We took pictures of the kill, our bark records and the smiley face note to the county animal control and turned ourselves in.  Yep, we had dogs that barked at night and this was why.  The animal control officer came out and looked over the lay of our land and left shaking her head at the idiocy of "city people".  The Federal Trapper came out and took a look at the lay of our land and told us said neighbor ought to be thanking us.  About the time they wrote their smiley face note, he had killed a young male mountain lion not 100 feet from our back fence.  It had been hunting the backside of all our properties.  He said our dogs are what probably held the lion across the creek and kept it from coming over and eating all the house dogs and cats in the area.  Much less the little kids.
Hm.  If you live in the country, dogs are going to bark at night.  You might just send them a gift-wrapped bone for Christmas.

 #6  You know how kids whine when they are hungry?  Well, when we go out to feed the livestock twice a day, they are just like little kids and they are going to whine until their supper is put before them.  Once the hay is in the feeders they will shut up.  Just a suggestion, and this will work where the barking dogs are concerned too, turn on a fan in your bedroom at night and the "white noise" will cover up the farm noise.

Entries excerpted from a collection:
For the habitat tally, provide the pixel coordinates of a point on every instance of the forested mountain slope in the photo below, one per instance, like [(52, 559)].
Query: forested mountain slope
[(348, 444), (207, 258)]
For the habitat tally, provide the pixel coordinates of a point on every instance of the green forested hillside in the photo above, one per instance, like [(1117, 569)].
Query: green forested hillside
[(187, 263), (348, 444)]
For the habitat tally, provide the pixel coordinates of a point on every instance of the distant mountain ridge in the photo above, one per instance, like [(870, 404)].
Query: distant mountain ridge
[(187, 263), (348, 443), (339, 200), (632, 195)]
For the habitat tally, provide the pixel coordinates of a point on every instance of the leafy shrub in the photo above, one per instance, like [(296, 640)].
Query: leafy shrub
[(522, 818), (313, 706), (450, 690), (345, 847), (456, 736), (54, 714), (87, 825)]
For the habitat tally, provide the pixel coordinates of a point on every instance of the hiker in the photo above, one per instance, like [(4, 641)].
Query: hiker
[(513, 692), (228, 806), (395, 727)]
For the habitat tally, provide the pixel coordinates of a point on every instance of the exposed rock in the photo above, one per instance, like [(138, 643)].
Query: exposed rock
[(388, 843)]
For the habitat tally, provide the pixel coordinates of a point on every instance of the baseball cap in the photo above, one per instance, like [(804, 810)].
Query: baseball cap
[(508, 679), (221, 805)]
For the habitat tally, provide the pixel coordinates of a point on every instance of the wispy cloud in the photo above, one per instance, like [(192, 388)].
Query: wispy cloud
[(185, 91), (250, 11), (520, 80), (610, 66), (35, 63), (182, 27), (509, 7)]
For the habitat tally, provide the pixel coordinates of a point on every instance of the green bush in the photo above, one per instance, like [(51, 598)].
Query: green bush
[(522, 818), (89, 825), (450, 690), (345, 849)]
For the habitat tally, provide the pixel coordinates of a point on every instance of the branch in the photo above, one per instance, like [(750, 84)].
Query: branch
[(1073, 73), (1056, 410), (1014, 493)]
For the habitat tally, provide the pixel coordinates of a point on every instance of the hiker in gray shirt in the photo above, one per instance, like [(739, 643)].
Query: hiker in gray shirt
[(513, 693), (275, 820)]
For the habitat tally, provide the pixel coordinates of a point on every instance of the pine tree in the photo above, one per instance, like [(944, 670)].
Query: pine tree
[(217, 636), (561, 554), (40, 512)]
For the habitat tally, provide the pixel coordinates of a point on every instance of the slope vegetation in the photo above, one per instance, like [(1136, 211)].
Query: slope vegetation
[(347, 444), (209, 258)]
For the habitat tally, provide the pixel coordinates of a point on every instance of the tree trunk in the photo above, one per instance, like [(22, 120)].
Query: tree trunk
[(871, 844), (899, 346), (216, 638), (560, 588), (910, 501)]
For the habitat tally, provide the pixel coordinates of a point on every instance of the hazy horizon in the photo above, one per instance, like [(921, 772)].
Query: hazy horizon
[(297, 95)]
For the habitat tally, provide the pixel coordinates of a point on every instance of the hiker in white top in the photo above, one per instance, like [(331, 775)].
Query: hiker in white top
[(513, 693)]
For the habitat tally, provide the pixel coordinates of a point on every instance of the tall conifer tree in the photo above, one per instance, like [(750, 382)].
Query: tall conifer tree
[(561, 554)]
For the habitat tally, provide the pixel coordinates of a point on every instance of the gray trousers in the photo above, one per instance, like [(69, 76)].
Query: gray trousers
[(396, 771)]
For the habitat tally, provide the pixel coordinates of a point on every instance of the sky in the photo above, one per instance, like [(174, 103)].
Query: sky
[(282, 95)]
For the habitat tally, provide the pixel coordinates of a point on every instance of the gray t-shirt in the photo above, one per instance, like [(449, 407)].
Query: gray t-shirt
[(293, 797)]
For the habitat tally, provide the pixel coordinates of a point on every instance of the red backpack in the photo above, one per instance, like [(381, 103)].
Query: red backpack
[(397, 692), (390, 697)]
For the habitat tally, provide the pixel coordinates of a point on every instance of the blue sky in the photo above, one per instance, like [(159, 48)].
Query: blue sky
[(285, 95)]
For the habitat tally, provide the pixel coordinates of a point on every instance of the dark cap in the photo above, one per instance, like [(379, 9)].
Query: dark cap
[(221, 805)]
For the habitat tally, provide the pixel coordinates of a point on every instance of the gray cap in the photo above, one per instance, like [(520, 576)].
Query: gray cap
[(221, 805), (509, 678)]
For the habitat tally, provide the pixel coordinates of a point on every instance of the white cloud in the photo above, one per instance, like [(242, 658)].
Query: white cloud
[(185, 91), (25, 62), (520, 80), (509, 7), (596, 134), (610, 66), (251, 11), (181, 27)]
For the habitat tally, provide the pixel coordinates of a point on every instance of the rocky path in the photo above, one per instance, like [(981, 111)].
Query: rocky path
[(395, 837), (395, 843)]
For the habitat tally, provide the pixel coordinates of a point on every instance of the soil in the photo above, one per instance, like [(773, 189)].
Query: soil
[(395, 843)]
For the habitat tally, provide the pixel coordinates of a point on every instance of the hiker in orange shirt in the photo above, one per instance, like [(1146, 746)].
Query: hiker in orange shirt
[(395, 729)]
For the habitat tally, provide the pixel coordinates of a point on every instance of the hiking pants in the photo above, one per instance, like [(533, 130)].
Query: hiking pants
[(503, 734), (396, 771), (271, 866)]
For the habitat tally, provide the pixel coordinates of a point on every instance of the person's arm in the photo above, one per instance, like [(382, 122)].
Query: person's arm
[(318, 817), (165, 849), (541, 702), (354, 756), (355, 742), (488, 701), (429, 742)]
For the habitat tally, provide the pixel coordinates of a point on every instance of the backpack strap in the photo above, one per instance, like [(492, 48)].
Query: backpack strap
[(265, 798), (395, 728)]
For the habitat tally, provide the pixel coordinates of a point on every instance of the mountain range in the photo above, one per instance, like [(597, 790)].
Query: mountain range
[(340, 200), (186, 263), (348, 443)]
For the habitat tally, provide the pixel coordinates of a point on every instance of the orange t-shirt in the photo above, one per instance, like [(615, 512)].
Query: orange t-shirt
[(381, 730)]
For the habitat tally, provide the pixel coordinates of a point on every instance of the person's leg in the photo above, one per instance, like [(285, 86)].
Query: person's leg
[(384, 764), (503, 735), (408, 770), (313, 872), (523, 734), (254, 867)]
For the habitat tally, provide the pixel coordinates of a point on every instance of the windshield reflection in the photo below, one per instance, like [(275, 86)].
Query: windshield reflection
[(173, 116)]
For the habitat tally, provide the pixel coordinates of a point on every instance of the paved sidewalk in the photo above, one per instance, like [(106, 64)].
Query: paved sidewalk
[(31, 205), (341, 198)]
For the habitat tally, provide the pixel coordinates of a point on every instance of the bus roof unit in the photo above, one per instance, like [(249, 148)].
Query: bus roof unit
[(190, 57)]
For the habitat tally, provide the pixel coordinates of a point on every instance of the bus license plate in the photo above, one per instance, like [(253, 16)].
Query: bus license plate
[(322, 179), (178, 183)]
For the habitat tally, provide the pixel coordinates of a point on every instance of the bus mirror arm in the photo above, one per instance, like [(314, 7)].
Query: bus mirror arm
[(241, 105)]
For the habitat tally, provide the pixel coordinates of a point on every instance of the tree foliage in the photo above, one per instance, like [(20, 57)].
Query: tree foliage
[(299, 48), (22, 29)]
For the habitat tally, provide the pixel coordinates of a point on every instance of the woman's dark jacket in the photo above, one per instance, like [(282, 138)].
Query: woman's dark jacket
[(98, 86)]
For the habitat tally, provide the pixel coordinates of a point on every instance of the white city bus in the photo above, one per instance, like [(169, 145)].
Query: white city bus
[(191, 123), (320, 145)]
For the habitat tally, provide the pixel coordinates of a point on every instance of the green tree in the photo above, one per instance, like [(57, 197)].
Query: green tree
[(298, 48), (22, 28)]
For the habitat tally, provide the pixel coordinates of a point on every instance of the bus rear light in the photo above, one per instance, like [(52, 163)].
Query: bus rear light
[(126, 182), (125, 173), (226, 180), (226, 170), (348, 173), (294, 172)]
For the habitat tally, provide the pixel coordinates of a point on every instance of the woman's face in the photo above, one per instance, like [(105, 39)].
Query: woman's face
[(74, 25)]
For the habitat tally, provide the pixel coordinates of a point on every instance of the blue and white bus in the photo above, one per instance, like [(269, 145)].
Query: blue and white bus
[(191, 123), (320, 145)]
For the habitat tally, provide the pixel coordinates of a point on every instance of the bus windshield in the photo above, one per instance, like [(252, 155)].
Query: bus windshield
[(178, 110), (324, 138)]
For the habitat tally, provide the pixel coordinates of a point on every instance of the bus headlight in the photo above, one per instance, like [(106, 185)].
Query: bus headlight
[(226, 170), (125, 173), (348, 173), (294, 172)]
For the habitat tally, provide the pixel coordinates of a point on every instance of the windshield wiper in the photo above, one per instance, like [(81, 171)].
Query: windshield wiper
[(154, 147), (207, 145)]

Task instructions =>
1. Do these statements agree with the country-living text? Answer yes or no for each, quoting the deciding words. (a) The Federal Trapper had killed a young male mountain lion near the back fence. (b) The livestock keep whining after the hay is in the feeders. (c) A fan in the bedroom is suggested for masking the farm noise at night.
2. Carry on the country-living text from its last sentence.
The entries are separate material from the country-living text.

Answer section =>
1.
(a) Yes: "he had killed a young male mountain lion not 100 feet from our back fence."
(b) No: "Once the hay is in the feeders they will shut up."
(c) Yes: "turn on a fan in your bedroom at night"

2.
#7 Yes, my kids will throw footballs on the front lawn, shriek during a game of tag, haul hay all night long in noisy trucks and have to leave for the fairgrounds at 4:30 am.  However, they will also never vandalize your home or property, speak disrespectfully to you, drink alcohol in our home, have scary friends over or end up in the prison system using up your tax money.  We do our best to keep them too busy to get in much trouble.  They may buck a bit like all colts do, but they will end up some of the soundest saddle horses ever.

So my dear city people, you may see us as noisy, messy, stinking neighbors.  We see ourselves as hardworking, god-fearing, good hearted folks trying to live up to our inner-selves out in the country.  If you want to join in, well then, "welcome!".  If you don't like us, well then, we gently invite you to leave.